### STATED EXERCISE
Arrange every line of the listing below into a numbered list, and leave out any blank lines.

### MATERIALS PROVIDED
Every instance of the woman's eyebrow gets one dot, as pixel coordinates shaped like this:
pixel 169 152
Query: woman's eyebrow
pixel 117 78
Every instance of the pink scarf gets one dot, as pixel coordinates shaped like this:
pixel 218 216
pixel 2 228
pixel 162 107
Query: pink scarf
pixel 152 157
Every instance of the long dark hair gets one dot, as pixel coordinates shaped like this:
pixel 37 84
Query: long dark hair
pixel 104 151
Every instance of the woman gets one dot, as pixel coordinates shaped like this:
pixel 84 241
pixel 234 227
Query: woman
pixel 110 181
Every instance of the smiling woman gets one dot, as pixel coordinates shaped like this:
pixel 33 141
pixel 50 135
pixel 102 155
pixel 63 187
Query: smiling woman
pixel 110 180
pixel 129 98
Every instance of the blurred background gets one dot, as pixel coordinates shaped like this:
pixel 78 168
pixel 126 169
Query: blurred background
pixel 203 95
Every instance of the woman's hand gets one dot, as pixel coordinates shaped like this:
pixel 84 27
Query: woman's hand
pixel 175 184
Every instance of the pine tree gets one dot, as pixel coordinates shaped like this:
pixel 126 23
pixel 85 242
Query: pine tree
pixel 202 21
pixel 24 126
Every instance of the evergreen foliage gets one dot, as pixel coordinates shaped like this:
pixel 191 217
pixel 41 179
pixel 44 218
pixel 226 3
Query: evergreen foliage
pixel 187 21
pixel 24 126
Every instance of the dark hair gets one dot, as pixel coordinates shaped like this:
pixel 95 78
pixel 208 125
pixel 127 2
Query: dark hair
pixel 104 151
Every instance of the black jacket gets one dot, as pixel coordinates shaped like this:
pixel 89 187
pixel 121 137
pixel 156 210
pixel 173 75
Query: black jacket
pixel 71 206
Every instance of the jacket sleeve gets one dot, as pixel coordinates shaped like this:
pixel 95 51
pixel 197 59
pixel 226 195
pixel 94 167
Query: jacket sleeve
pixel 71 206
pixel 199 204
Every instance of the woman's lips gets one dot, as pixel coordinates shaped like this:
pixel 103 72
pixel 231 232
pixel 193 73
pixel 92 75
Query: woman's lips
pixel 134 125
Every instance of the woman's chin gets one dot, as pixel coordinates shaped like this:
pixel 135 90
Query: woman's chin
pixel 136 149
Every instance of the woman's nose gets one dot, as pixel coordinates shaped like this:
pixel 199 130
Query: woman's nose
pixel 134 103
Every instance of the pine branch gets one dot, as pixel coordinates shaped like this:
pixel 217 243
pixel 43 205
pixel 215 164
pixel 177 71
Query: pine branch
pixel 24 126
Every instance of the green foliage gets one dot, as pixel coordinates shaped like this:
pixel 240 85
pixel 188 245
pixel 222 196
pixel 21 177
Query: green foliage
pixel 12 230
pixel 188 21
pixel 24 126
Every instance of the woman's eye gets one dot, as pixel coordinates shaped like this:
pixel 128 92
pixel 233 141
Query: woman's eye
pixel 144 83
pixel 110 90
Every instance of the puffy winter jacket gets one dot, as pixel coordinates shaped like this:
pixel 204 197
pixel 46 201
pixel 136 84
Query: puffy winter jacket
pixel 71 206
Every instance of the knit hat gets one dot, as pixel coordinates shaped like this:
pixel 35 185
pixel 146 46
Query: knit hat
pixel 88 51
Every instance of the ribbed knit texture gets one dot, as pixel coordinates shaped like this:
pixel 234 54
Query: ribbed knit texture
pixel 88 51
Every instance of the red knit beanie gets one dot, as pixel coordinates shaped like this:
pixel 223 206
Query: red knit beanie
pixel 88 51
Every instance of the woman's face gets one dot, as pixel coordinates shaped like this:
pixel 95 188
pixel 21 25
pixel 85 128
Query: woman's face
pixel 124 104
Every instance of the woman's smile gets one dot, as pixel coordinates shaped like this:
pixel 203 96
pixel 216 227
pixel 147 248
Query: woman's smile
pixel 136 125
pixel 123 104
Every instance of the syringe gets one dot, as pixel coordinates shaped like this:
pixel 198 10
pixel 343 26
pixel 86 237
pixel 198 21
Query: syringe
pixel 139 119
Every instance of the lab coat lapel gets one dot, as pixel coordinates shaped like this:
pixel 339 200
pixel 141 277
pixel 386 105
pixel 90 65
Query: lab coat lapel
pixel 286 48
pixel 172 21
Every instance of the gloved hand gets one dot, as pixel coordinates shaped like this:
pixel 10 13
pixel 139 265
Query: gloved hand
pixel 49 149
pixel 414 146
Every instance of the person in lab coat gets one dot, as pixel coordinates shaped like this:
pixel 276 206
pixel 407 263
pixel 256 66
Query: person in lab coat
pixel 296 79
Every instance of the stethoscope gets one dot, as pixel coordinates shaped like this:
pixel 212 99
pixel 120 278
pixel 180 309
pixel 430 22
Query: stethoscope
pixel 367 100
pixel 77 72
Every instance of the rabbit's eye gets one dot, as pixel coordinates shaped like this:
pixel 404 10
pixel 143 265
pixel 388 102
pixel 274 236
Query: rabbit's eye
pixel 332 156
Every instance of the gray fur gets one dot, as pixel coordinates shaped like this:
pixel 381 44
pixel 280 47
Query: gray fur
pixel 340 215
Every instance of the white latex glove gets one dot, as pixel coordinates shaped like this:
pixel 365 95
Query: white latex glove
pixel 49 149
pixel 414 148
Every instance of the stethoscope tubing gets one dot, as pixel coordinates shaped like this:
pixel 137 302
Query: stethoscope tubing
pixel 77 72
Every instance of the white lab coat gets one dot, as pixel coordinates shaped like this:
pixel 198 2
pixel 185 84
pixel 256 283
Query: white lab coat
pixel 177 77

### PROBLEM SOLUTION
1. Every instance of the woman's eyebrow gets one dot, as pixel coordinates shaped like this:
2. pixel 169 152
3. Query: woman's eyebrow
4. pixel 117 78
5. Every instance of the pink scarf gets one dot, as pixel coordinates shaped like this:
6. pixel 218 216
7. pixel 2 228
8. pixel 162 107
9. Query: pink scarf
10. pixel 152 157
11. Every instance of the long dark hair gets one dot, as pixel coordinates shaped like this:
12. pixel 37 84
13. Query: long dark hair
14. pixel 104 151
15. Every instance of the woman gets one dot, as pixel coordinates shaped like this:
16. pixel 84 241
17. pixel 234 227
18. Query: woman
19. pixel 110 181
20. Every instance of the smiling woman gets one dot, as pixel coordinates shaped like this:
21. pixel 33 141
22. pixel 50 135
23. pixel 102 155
24. pixel 63 187
25. Query: smiling woman
26. pixel 110 180
27. pixel 129 98
28. Every instance of the blurred background gets one dot, as pixel coordinates shaped like this:
29. pixel 78 168
30. pixel 126 169
31. Query: blurred background
32. pixel 203 95
33. Every instance of the woman's hand gets one dot, as pixel coordinates shaped like this:
34. pixel 84 27
35. Query: woman's hand
36. pixel 175 184
37. Every instance of the pine tree gets one dot, as pixel coordinates shaped like this:
38. pixel 126 23
39. pixel 85 242
40. Query: pine tree
41. pixel 202 21
42. pixel 24 126
43. Every instance of the evergreen foliage gets one dot, as pixel coordinates shaped like this:
44. pixel 191 217
45. pixel 41 179
46. pixel 44 218
47. pixel 226 3
48. Query: evergreen foliage
49. pixel 187 21
50. pixel 24 126
51. Every instance of the dark hair gets one dot, as pixel coordinates shaped like this:
52. pixel 95 78
53. pixel 208 125
54. pixel 127 2
55. Query: dark hair
56. pixel 104 151
57. Every instance of the black jacket gets one dot, as pixel coordinates shaped like this:
58. pixel 89 187
59. pixel 121 137
60. pixel 156 210
61. pixel 173 75
62. Query: black jacket
63. pixel 71 206
64. Every instance of the jacket sleeve gets one dot, as pixel coordinates shaped like this:
65. pixel 95 51
66. pixel 197 59
67. pixel 226 195
68. pixel 94 167
69. Query: jacket sleeve
70. pixel 71 206
71. pixel 199 204
72. Every instance of the woman's lips gets one dot, as pixel coordinates shaped like this:
73. pixel 103 72
74. pixel 231 232
75. pixel 193 73
76. pixel 92 75
77. Query: woman's lips
78. pixel 134 125
79. Every instance of the woman's chin gets one dot, as pixel coordinates shaped like this:
80. pixel 135 90
81. Query: woman's chin
82. pixel 136 149
83. Every instance of the woman's nose gets one dot, as pixel coordinates shaped like this:
84. pixel 199 130
85. Query: woman's nose
86. pixel 134 103
87. Every instance of the pine branch gets one dot, as pixel coordinates shaped like this:
88. pixel 217 243
89. pixel 43 205
90. pixel 215 164
91. pixel 177 71
92. Query: pine branch
93. pixel 24 126
94. Every instance of the green foliage gets one dot, as pixel coordinates shaped like this:
95. pixel 240 85
96. pixel 188 245
97. pixel 222 196
98. pixel 21 177
99. Query: green foliage
100. pixel 12 230
101. pixel 188 21
102. pixel 24 126
103. Every instance of the woman's eye gets one dot, as pixel coordinates shaped like this:
104. pixel 128 92
105. pixel 233 141
106. Query: woman's eye
107. pixel 144 83
108. pixel 110 90
109. Every instance of the puffy winter jacket gets one dot, as pixel coordinates shaped like this:
110. pixel 204 197
111. pixel 46 201
112. pixel 136 84
113. Query: puffy winter jacket
114. pixel 71 206
115. Every instance of the knit hat gets one dot, as pixel coordinates shaped like this:
116. pixel 35 185
117. pixel 146 46
118. Query: knit hat
119. pixel 88 51
120. Every instance of the ribbed knit texture gets one dot, as pixel coordinates shaped like this:
121. pixel 234 54
122. Query: ribbed knit texture
123. pixel 88 51
124. Every instance of the red knit beanie gets one dot, as pixel coordinates shaped like this:
125. pixel 223 206
126. Query: red knit beanie
127. pixel 88 51
128. Every instance of the woman's face gets one dot, as pixel coordinates shaped like this:
129. pixel 95 188
130. pixel 21 25
131. pixel 85 128
132. Query: woman's face
133. pixel 124 104
134. Every instance of the woman's smile gets one dot, as pixel coordinates shaped like this:
135. pixel 203 96
136. pixel 216 227
137. pixel 147 248
138. Query: woman's smile
139. pixel 136 125
140. pixel 123 104
141. Every instance of the syringe gets one dot, as pixel coordinates shaped like this:
142. pixel 198 10
143. pixel 343 26
144. pixel 86 237
145. pixel 198 21
146. Query: syringe
147. pixel 139 119
148. Every instance of the lab coat lapel gets one dot, as pixel coordinates shaped like this:
149. pixel 339 200
150. pixel 141 277
151. pixel 386 105
152. pixel 90 65
153. Query: lab coat lapel
154. pixel 286 48
155. pixel 172 21
156. Every instance of the gloved hand gets one dot, as pixel coordinates shaped like this:
157. pixel 10 13
158. pixel 139 265
159. Query: gloved hand
160. pixel 49 149
161. pixel 414 146
162. Every instance of the person in lab coat gets one dot, as pixel coordinates shaped like this:
163. pixel 276 206
164. pixel 407 263
165. pixel 256 66
166. Query: person in lab coat
167. pixel 296 79
168. Every instance of the stethoscope gets one dot, as pixel coordinates shaped like this:
169. pixel 212 99
170. pixel 120 278
171. pixel 180 309
172. pixel 430 22
173. Query: stethoscope
174. pixel 367 100
175. pixel 77 72
176. Every instance of the rabbit's eye gets one dot, as pixel coordinates shaped like this:
177. pixel 404 10
178. pixel 143 265
179. pixel 388 102
180. pixel 274 236
181. Query: rabbit's eye
182. pixel 332 156
183. Every instance of the gray fur gets one dot, as pixel coordinates shaped like this:
184. pixel 381 44
185. pixel 280 47
186. Query: gray fur
187. pixel 340 215
188. Every instance of the white latex glove gets one dot, as pixel coordinates shaped like this:
189. pixel 365 95
190. Query: white latex glove
191. pixel 49 149
192. pixel 414 148
193. Every instance of the stethoscope tubing gets one dot, as pixel coordinates shaped like this:
194. pixel 137 302
195. Query: stethoscope tubing
196. pixel 77 72
197. Every instance of the white lab coat gets one dot, as pixel coordinates shaped like this:
198. pixel 198 2
199. pixel 185 84
200. pixel 256 283
201. Query: white lab coat
202. pixel 177 77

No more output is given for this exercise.